* _RECORDED INFORMATION_:
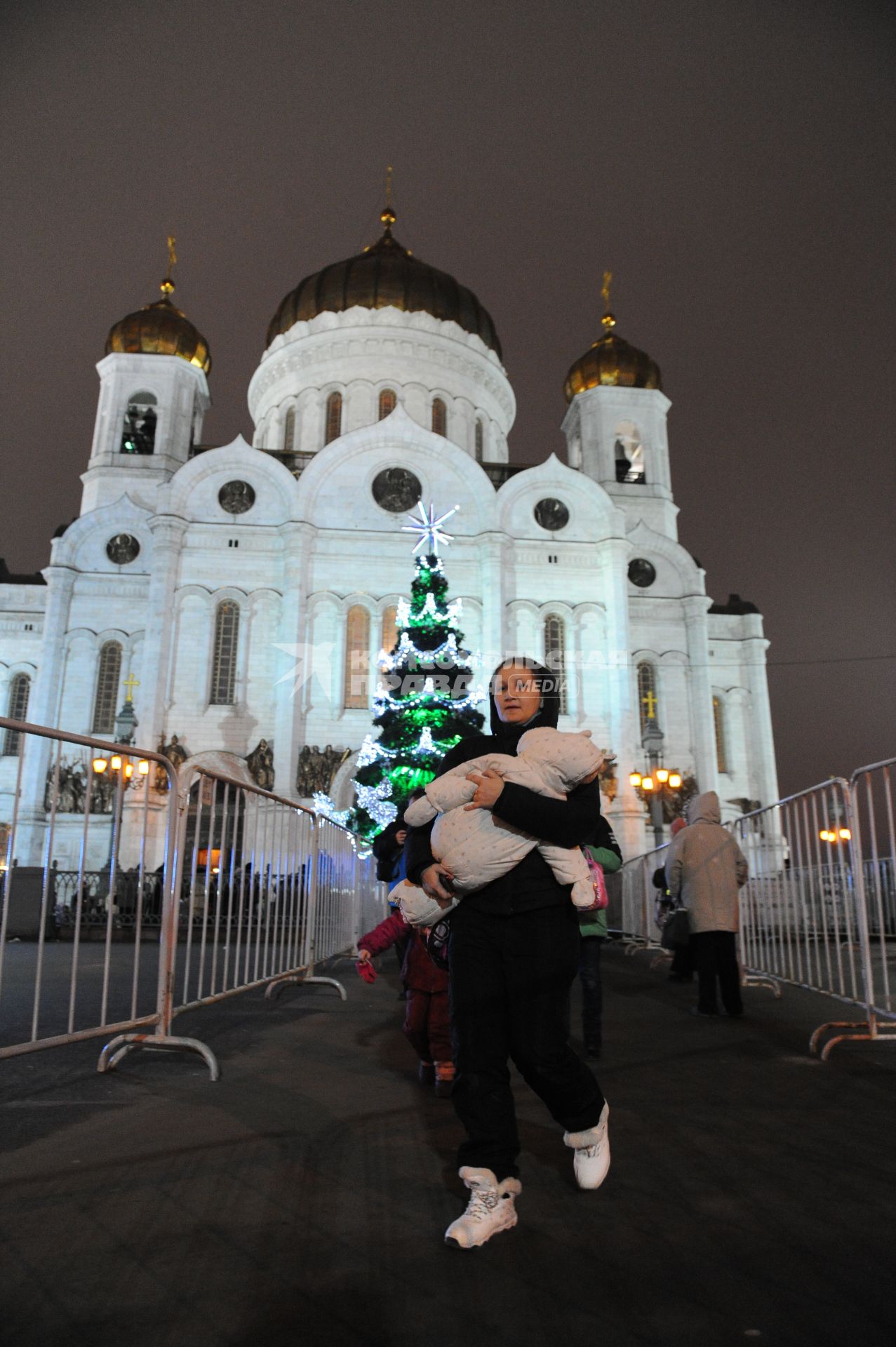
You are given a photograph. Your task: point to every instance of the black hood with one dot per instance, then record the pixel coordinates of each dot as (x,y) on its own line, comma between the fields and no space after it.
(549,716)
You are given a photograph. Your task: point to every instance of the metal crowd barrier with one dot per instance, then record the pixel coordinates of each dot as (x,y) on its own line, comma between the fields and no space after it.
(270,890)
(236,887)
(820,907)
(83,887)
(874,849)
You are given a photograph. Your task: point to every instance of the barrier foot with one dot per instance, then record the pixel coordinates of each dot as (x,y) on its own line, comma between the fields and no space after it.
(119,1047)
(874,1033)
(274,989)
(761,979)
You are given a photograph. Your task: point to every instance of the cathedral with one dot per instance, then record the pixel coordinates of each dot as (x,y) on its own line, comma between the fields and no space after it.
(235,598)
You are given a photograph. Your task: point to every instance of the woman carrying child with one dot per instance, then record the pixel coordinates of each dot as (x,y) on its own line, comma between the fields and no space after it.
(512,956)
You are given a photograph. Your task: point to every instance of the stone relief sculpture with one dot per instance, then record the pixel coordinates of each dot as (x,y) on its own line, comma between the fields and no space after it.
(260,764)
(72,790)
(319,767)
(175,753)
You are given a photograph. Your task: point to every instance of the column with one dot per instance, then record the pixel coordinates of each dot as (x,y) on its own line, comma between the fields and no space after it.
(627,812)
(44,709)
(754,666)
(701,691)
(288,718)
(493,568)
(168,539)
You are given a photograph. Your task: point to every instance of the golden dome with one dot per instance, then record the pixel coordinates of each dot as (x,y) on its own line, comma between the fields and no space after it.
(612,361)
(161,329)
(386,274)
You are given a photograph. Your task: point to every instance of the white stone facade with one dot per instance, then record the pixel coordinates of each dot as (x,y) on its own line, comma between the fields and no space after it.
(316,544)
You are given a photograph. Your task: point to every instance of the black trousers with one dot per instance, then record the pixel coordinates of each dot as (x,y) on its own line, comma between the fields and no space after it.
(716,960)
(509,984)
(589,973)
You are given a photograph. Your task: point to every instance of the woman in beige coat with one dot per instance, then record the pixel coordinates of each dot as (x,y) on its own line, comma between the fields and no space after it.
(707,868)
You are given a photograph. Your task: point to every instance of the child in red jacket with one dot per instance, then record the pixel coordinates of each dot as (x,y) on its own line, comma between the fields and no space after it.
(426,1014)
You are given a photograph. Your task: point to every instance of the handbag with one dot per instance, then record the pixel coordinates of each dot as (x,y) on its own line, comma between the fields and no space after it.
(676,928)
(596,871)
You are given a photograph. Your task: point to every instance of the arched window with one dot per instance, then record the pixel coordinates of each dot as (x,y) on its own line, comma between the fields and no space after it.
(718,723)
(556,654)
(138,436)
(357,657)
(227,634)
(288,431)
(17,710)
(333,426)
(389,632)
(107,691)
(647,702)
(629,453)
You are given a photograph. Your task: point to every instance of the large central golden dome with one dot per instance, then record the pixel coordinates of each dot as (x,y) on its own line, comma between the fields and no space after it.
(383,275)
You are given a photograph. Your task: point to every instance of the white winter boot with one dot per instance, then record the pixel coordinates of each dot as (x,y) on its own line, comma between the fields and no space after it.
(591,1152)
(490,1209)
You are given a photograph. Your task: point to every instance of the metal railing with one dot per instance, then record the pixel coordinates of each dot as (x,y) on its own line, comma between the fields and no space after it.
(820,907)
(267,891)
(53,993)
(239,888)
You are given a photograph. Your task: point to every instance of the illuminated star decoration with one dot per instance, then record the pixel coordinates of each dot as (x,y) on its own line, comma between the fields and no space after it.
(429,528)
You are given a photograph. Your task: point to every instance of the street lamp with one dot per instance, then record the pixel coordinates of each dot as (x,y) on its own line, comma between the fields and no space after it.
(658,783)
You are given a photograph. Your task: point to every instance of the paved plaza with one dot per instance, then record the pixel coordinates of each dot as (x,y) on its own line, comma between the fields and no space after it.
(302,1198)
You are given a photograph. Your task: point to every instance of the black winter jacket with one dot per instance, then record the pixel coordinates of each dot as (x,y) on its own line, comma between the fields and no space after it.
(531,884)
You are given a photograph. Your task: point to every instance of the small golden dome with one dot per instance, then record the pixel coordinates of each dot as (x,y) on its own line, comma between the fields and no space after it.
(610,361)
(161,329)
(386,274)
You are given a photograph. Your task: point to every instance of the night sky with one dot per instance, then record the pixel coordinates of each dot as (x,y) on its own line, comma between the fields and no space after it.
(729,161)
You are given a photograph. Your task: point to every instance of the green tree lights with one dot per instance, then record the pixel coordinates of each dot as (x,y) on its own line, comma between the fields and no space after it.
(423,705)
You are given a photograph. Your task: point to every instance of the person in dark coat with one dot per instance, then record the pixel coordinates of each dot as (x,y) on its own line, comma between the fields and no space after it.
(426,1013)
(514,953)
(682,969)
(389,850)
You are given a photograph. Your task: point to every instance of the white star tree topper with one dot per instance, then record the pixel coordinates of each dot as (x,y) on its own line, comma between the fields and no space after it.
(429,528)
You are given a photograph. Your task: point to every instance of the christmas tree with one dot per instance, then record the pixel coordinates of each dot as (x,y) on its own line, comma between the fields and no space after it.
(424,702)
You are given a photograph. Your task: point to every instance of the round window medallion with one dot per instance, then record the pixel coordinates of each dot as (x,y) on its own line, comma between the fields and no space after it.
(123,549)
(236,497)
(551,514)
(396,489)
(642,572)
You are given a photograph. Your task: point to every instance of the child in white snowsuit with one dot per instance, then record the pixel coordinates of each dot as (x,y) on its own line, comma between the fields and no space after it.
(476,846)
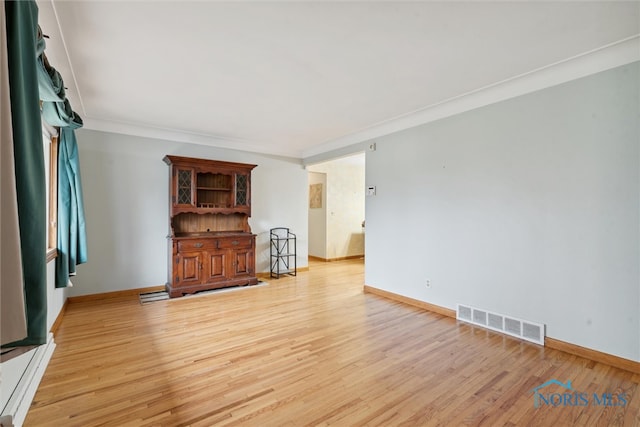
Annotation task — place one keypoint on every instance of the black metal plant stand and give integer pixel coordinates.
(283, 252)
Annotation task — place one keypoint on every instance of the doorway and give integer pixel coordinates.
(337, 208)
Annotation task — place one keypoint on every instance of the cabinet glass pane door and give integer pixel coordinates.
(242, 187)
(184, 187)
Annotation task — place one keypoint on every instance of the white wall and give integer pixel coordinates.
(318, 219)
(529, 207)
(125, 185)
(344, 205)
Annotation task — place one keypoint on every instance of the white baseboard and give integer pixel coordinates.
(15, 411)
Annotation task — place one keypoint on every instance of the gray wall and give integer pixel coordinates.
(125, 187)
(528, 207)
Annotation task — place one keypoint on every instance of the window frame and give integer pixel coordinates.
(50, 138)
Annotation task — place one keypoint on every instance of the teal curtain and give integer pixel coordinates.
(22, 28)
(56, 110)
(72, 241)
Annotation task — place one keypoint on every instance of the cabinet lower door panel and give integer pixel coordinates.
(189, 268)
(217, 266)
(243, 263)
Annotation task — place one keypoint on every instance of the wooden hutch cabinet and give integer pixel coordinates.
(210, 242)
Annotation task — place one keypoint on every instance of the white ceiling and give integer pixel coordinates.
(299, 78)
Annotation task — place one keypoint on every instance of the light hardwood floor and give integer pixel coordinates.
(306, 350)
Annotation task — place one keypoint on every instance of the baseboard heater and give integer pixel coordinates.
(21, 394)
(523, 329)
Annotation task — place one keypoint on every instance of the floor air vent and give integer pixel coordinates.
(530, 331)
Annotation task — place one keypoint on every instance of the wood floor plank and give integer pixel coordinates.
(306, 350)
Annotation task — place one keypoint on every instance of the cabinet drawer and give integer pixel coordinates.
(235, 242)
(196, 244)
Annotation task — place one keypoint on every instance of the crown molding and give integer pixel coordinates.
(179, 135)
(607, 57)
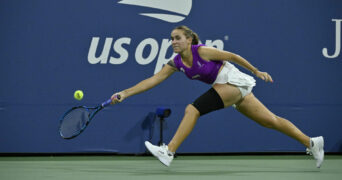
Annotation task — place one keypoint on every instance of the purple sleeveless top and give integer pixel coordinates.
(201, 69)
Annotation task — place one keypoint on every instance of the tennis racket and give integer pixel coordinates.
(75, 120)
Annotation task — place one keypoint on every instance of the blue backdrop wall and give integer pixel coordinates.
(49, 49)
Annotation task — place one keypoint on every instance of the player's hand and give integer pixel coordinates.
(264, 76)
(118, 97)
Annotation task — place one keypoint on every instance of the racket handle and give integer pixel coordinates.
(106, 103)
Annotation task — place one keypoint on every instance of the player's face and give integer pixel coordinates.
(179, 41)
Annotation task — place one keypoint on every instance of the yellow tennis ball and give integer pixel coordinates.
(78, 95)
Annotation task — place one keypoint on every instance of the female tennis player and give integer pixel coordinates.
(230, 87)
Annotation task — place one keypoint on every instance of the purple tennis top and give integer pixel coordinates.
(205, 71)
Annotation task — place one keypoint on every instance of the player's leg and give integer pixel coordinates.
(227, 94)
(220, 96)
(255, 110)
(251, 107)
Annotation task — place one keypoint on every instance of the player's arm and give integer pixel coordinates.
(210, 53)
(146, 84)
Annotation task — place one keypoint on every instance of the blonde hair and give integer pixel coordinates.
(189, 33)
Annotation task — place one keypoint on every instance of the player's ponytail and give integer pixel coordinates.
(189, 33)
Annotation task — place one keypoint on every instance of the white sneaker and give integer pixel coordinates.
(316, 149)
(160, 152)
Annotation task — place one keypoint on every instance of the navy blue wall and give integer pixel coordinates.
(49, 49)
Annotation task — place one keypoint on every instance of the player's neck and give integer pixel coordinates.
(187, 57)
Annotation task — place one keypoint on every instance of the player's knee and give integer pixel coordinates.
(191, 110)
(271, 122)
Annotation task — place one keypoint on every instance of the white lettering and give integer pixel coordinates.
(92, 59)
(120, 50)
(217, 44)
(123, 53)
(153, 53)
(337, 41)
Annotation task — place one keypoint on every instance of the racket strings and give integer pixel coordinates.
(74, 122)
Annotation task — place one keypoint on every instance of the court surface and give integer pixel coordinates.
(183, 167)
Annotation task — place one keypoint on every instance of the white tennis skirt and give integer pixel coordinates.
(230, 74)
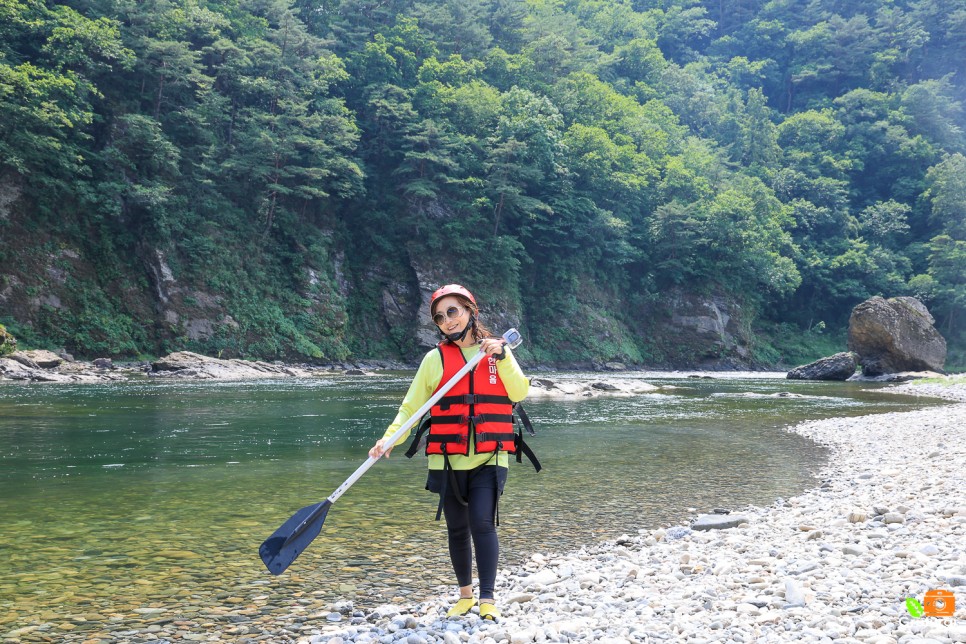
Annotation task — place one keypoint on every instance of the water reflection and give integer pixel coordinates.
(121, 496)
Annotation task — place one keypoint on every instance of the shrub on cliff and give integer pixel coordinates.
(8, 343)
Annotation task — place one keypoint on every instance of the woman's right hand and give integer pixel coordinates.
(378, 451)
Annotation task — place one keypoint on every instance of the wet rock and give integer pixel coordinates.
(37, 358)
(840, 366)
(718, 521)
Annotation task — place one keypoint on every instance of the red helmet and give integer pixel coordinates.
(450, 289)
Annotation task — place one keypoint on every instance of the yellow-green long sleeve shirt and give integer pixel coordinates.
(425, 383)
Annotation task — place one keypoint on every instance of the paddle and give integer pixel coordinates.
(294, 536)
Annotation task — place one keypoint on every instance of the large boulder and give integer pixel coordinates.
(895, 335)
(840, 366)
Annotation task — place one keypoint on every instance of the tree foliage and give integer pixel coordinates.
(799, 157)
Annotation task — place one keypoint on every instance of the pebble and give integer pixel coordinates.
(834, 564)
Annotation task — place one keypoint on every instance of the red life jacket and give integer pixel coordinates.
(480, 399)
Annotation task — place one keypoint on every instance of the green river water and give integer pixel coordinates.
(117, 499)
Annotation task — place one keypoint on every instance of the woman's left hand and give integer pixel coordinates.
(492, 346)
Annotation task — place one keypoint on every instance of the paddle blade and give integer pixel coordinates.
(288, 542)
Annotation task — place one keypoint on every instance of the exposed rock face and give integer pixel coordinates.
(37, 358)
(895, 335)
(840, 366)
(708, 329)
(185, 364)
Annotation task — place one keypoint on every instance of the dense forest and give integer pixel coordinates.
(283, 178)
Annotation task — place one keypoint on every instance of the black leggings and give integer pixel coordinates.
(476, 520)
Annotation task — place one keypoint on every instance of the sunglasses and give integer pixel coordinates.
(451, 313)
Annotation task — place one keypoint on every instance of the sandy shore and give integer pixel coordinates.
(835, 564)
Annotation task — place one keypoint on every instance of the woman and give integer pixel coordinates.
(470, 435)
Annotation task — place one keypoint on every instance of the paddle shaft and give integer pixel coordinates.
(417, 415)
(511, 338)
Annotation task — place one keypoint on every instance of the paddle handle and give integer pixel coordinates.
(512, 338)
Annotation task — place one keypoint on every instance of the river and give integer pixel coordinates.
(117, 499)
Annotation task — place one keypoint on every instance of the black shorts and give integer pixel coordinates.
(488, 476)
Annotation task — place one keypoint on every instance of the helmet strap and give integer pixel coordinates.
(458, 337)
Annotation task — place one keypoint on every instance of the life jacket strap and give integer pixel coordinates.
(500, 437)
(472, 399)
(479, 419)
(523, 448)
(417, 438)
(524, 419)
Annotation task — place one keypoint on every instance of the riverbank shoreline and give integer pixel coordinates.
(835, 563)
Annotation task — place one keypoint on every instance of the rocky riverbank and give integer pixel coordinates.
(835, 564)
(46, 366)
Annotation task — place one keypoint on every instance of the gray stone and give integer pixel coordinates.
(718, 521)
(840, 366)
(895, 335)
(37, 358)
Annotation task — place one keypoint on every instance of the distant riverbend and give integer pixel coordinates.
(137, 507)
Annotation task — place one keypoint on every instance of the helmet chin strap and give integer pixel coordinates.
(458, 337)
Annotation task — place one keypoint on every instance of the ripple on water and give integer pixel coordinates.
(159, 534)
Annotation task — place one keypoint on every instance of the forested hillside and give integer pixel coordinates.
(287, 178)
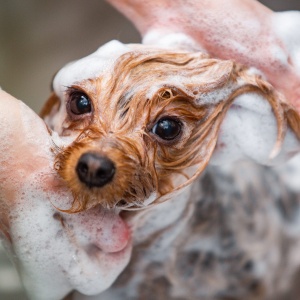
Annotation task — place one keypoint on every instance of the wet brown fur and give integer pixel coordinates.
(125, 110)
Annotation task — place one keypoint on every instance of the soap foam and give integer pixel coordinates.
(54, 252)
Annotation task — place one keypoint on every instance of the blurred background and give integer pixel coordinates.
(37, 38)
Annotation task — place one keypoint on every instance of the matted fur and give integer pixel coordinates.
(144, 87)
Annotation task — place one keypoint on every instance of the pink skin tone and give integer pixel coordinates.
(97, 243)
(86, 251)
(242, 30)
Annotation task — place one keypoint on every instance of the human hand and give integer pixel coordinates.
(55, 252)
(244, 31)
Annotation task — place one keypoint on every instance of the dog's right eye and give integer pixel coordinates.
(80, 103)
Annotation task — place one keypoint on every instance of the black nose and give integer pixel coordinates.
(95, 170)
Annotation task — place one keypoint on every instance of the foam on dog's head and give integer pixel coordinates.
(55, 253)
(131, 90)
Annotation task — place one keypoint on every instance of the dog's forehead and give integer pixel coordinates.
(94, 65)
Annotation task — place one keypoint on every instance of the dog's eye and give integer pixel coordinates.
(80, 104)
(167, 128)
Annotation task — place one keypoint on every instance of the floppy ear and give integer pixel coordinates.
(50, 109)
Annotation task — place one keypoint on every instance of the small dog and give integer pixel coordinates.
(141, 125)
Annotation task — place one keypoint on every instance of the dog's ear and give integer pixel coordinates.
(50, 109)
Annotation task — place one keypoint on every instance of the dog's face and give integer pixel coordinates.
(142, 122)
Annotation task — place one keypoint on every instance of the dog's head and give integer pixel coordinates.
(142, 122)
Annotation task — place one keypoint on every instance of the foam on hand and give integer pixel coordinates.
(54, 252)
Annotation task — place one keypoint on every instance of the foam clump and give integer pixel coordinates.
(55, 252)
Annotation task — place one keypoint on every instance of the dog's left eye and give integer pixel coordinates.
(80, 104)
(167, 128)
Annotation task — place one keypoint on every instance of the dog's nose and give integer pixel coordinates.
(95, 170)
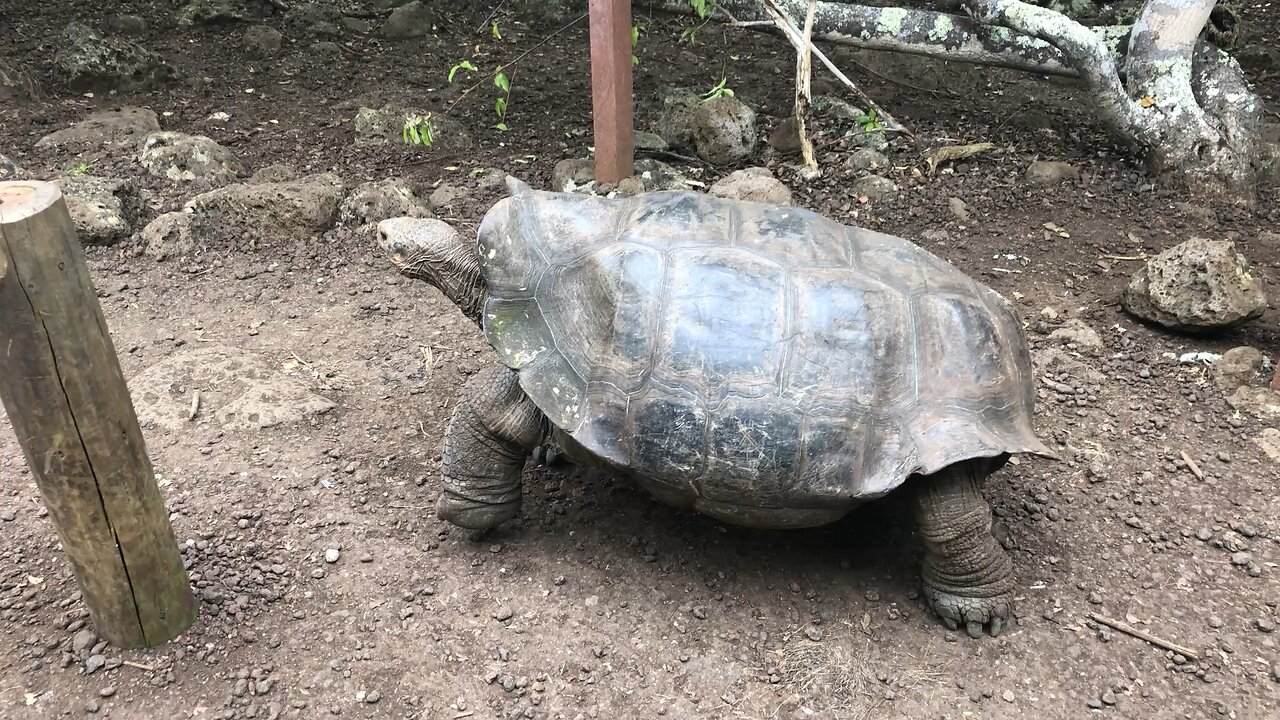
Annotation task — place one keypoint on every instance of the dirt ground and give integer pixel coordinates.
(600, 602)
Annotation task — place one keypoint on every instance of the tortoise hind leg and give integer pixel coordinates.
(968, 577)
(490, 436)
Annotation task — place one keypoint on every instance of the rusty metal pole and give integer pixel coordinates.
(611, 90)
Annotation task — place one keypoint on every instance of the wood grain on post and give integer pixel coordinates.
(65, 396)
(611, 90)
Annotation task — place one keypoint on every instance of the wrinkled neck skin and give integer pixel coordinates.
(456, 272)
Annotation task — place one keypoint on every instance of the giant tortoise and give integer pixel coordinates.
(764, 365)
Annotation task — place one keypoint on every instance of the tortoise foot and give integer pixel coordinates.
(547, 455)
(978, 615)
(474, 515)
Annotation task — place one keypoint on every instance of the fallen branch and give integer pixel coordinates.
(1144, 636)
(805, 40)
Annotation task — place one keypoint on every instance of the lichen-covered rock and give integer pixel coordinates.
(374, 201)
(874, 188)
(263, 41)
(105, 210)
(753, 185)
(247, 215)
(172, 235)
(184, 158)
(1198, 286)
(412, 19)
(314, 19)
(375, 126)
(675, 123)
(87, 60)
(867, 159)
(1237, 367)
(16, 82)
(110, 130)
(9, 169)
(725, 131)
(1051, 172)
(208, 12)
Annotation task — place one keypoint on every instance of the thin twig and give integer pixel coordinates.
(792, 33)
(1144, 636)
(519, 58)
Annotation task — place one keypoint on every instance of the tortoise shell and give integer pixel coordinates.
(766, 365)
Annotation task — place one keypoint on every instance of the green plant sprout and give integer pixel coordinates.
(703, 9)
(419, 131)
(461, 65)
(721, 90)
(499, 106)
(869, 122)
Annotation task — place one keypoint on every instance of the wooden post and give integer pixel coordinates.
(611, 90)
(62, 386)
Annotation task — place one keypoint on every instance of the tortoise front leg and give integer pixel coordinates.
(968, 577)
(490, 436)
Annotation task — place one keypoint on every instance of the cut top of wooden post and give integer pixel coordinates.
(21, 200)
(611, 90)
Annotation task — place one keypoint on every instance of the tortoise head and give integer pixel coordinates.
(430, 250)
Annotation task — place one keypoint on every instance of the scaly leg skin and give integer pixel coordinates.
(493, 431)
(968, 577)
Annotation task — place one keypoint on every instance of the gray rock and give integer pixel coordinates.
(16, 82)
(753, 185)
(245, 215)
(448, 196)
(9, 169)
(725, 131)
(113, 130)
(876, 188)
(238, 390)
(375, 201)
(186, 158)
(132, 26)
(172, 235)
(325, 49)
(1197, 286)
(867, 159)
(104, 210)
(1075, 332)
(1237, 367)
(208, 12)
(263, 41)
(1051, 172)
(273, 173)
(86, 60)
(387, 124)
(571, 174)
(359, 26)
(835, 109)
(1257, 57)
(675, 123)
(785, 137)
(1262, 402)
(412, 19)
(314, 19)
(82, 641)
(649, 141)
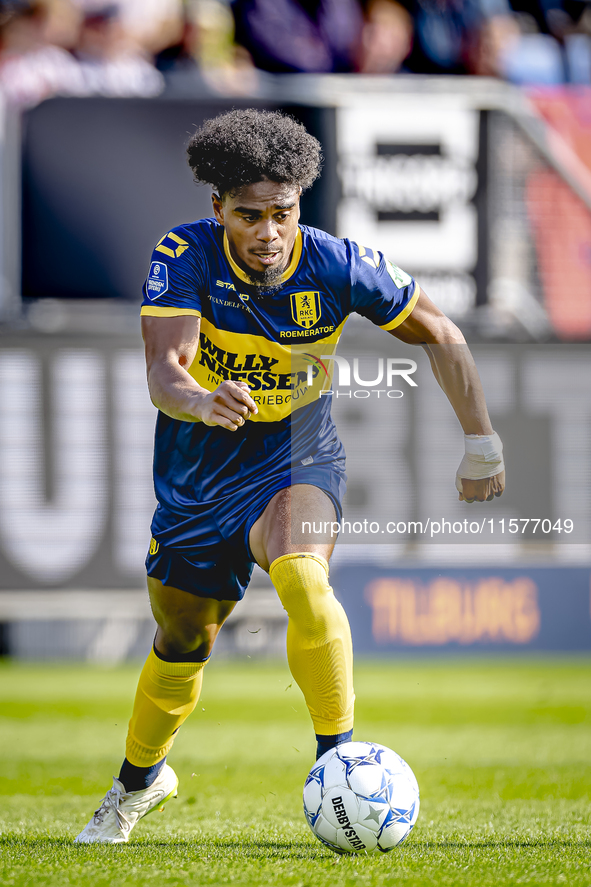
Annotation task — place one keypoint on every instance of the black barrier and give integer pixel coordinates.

* _TASK PROMPT_: The lines to copy run from the line containing "the wooden post and give integer pixel coordinates." through the end of the data above; copy exactly those, minus the pictures.

* _SOLVED EXERCISE_:
Annotation task — place one keypoint on every instance of the wooden post and give integer pixel coordinates.
(611, 90)
(62, 386)
Annotation task — place one keypoint on every instance of the tortoise front leg and give integer pixel coordinates.
(968, 577)
(490, 436)
Annotation task — place one keypoint on every instance of the cut top of wooden post and give integer pixel coordinates.
(21, 200)
(611, 90)
Annotation task — place one keypoint on every instance of the tortoise head and give integer pixel coordinates.
(430, 250)
Annotation task — place one keypoint on every instance of the scaly leg skin and give integer pixel coordinates.
(493, 431)
(968, 577)
Annotation task — place one keypoint on every instance of the gray rock and give integer pixel coordinates.
(16, 82)
(753, 185)
(245, 215)
(448, 196)
(9, 169)
(725, 131)
(113, 130)
(876, 188)
(238, 390)
(375, 201)
(186, 158)
(132, 26)
(172, 235)
(325, 49)
(1197, 286)
(867, 159)
(104, 210)
(1075, 332)
(1237, 367)
(208, 12)
(263, 41)
(1051, 172)
(273, 173)
(86, 60)
(387, 124)
(571, 174)
(359, 26)
(835, 109)
(1257, 57)
(675, 123)
(785, 137)
(1262, 402)
(412, 19)
(314, 19)
(82, 641)
(649, 141)
Annotation task — place one keypoint on every instance of the black barrier and give integer pixel coordinates.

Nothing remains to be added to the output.